## [Data under study]

<<<<

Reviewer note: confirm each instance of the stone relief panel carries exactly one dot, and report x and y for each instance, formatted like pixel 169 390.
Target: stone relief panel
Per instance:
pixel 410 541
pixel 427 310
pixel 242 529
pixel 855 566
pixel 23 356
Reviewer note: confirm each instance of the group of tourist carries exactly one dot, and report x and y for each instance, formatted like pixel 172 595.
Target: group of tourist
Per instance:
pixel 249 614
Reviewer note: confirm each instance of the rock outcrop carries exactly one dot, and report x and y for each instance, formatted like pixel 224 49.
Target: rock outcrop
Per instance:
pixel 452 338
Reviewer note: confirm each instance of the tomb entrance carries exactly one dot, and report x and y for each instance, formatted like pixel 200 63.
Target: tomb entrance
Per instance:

>>>>

## [Activity]
In the listing above, find every line with the word "panel" and copy it.

## [Result of this exercise]
Reviewer note: confirm each instance of the stone relief panel carries exactly one dot, and report x and y for each instance, formatted like pixel 169 390.
Target: stone relief panel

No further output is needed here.